How to complete this task
Go through the material under this sentence. Return every line holding "grey".

Information supplied
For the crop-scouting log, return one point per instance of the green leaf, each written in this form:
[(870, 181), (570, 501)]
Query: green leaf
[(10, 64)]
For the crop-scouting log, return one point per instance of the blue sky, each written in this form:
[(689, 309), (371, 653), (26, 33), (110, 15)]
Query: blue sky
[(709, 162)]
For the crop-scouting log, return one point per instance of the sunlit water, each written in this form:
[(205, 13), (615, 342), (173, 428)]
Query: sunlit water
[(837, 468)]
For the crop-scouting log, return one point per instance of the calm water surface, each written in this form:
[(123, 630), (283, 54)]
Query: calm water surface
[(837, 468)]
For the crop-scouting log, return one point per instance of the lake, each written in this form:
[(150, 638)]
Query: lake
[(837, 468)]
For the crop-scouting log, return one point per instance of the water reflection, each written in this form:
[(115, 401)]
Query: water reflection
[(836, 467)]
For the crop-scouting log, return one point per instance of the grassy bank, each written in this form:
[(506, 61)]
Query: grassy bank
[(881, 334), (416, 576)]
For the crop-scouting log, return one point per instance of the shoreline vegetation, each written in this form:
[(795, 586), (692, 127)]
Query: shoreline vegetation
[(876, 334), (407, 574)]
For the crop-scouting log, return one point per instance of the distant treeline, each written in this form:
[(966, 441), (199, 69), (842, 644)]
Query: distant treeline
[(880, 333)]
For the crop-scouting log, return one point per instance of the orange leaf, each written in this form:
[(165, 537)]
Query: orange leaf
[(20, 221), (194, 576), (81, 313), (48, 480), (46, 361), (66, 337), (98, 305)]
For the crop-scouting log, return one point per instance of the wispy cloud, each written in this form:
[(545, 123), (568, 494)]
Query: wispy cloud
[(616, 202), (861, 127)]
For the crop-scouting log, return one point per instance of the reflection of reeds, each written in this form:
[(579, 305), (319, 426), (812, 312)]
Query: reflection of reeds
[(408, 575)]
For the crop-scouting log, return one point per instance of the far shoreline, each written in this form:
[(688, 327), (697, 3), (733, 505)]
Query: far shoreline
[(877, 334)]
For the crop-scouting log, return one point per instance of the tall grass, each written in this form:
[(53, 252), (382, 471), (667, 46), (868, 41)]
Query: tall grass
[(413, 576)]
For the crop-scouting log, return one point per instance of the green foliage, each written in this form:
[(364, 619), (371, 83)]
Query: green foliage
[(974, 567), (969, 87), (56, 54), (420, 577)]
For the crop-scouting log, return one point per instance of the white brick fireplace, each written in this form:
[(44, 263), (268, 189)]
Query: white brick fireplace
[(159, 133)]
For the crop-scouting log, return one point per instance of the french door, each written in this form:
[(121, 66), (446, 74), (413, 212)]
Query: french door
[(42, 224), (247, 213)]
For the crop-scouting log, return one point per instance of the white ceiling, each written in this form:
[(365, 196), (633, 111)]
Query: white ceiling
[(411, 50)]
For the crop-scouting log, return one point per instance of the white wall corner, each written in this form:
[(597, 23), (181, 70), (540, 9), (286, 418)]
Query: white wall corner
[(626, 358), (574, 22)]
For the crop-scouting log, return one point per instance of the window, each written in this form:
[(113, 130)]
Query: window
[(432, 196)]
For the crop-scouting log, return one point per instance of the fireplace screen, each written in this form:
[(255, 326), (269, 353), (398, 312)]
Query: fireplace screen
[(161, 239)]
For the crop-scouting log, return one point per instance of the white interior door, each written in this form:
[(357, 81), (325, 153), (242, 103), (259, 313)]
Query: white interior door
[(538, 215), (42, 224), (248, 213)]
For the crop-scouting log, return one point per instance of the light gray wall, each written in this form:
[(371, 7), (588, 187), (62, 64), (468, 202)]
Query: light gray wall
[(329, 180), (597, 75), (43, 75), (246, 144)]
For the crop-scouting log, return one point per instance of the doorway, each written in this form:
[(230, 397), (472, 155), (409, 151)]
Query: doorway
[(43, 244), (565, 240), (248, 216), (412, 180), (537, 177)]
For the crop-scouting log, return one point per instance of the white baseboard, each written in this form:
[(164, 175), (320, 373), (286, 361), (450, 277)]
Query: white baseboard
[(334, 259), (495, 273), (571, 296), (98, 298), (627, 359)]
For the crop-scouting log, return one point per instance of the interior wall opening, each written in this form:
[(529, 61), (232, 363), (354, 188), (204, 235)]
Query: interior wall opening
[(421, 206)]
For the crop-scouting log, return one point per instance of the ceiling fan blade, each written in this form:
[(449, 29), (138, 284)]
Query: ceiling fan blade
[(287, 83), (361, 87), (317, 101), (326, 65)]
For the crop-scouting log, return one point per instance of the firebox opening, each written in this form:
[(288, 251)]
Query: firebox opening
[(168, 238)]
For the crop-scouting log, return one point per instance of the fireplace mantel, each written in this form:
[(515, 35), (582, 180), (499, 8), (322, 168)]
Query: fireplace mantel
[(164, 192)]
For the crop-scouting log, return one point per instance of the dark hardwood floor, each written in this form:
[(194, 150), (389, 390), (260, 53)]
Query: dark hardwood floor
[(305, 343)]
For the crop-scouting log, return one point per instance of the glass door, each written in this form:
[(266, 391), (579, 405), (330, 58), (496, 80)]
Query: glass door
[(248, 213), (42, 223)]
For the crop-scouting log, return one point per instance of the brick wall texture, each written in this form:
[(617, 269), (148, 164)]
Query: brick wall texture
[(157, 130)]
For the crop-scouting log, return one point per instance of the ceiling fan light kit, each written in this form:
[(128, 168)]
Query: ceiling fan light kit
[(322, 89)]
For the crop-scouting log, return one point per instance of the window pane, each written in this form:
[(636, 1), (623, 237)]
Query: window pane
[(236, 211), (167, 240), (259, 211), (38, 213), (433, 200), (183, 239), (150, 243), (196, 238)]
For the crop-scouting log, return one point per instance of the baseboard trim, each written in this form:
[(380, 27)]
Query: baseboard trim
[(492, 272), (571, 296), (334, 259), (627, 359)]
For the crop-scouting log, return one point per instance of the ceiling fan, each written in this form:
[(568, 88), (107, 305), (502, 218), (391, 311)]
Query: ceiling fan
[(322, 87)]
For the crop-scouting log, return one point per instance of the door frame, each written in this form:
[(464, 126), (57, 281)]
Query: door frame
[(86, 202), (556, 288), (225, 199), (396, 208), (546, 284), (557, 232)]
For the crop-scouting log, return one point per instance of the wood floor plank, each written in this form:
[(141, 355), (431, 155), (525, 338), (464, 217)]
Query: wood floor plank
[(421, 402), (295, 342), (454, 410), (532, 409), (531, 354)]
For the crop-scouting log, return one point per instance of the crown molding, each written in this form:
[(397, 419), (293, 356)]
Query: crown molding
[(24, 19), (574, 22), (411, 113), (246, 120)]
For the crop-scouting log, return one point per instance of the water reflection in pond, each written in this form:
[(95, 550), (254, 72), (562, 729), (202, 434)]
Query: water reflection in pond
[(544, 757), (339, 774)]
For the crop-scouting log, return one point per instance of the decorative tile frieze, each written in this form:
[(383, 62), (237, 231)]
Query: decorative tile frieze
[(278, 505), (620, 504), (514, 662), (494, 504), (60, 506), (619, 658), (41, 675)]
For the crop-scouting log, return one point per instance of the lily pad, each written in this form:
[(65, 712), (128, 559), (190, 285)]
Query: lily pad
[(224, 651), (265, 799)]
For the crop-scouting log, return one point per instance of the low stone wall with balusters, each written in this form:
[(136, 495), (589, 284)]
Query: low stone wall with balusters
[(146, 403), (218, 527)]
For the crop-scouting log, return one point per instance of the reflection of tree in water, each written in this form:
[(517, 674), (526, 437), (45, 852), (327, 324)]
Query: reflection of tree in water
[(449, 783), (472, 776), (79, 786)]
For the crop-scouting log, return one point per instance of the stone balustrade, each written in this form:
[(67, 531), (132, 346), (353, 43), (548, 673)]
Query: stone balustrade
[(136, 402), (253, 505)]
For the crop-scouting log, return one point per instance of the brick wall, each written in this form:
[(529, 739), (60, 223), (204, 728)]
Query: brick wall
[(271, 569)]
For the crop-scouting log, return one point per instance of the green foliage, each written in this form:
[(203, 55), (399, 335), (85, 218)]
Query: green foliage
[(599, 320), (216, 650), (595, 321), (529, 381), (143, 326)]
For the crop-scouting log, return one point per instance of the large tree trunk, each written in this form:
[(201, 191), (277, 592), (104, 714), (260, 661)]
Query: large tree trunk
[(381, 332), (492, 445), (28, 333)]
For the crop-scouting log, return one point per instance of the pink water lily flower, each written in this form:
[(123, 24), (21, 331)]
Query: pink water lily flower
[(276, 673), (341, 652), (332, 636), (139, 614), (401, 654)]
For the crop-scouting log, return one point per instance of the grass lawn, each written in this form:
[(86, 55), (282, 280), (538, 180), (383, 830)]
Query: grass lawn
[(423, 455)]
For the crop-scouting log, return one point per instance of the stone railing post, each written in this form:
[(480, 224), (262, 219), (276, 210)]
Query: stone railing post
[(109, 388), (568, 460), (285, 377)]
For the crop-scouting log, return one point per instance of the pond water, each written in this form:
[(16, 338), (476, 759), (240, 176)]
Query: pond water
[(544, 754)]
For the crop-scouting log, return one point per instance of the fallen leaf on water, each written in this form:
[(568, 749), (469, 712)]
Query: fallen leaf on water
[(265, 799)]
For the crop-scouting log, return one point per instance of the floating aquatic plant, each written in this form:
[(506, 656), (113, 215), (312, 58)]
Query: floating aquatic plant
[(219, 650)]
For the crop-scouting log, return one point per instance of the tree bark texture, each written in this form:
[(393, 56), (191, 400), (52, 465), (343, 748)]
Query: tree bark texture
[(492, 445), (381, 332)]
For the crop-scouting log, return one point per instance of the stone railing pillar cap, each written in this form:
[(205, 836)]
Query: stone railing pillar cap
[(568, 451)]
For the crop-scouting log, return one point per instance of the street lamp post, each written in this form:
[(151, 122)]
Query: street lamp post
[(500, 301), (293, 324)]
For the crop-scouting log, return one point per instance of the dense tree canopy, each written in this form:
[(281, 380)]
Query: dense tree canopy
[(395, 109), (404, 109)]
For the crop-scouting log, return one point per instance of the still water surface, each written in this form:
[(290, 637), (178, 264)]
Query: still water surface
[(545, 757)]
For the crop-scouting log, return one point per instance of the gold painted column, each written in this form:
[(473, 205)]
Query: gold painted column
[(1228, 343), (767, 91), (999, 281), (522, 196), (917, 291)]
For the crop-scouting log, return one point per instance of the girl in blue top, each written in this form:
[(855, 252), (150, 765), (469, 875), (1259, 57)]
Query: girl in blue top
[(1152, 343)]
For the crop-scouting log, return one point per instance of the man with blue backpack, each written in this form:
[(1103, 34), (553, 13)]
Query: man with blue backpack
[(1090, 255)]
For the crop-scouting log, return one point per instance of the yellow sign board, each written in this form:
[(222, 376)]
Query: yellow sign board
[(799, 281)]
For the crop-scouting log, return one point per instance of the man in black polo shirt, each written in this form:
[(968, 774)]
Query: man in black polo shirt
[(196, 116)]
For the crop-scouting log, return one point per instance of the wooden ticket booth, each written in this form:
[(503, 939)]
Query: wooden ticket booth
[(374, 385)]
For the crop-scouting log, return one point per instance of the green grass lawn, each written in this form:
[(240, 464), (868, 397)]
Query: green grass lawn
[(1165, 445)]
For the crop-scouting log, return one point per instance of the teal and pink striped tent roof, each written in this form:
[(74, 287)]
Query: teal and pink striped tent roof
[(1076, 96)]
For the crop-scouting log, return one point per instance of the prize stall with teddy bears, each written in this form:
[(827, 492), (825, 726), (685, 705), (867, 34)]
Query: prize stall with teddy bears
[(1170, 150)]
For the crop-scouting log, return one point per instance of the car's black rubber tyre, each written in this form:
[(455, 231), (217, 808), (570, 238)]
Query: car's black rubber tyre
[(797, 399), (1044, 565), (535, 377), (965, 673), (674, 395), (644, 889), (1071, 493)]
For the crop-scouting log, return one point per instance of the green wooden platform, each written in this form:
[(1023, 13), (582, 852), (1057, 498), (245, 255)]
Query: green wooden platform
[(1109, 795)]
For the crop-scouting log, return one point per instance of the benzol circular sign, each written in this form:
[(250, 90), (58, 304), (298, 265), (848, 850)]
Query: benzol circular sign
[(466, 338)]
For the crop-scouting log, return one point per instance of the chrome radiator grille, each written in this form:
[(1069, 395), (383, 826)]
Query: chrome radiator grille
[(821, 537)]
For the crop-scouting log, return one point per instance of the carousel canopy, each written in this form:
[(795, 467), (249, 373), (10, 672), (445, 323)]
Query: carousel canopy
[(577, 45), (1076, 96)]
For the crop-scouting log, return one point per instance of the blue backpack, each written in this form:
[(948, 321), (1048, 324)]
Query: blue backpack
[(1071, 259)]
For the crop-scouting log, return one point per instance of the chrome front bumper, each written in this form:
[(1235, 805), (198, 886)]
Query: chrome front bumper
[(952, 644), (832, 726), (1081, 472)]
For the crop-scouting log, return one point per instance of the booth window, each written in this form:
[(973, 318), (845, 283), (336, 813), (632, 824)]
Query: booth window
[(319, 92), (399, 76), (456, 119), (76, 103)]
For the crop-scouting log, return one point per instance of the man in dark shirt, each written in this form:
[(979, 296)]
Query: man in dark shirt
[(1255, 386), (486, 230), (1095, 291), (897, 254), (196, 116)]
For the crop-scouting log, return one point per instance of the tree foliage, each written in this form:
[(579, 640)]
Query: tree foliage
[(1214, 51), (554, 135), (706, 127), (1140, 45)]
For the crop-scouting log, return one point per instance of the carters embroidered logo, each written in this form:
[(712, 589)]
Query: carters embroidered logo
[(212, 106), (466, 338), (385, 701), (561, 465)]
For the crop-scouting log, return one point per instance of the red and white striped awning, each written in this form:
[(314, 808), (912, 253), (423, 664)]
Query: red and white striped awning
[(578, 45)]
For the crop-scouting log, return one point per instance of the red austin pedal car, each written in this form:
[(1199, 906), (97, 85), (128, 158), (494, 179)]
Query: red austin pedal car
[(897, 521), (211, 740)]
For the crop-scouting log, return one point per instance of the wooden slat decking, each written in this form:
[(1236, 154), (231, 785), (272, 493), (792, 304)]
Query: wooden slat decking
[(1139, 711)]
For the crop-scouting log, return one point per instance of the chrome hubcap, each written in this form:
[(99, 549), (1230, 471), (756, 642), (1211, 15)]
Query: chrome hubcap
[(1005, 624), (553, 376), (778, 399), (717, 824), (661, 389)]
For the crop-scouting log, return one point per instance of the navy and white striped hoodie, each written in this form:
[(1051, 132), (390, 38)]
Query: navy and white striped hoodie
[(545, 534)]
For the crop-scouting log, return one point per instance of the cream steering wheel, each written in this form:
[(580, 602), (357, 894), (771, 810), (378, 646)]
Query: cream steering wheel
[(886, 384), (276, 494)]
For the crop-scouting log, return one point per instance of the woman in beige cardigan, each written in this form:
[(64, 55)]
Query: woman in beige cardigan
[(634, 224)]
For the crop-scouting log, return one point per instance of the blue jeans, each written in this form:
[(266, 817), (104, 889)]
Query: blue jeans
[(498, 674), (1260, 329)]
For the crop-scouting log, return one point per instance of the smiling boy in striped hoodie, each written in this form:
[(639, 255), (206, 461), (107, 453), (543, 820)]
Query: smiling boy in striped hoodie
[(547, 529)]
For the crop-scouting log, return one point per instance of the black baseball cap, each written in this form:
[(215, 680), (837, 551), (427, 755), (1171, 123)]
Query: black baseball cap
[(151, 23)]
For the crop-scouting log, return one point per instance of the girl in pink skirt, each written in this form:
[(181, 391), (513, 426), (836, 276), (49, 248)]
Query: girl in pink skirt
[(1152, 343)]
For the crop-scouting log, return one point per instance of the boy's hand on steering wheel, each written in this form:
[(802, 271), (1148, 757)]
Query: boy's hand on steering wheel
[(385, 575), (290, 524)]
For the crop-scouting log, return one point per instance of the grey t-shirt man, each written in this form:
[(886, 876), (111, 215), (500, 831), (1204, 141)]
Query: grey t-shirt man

Answer
For the crop-scouting log, return one point per instance of the grey t-shirt man, each written in this form:
Query: grey t-shirt man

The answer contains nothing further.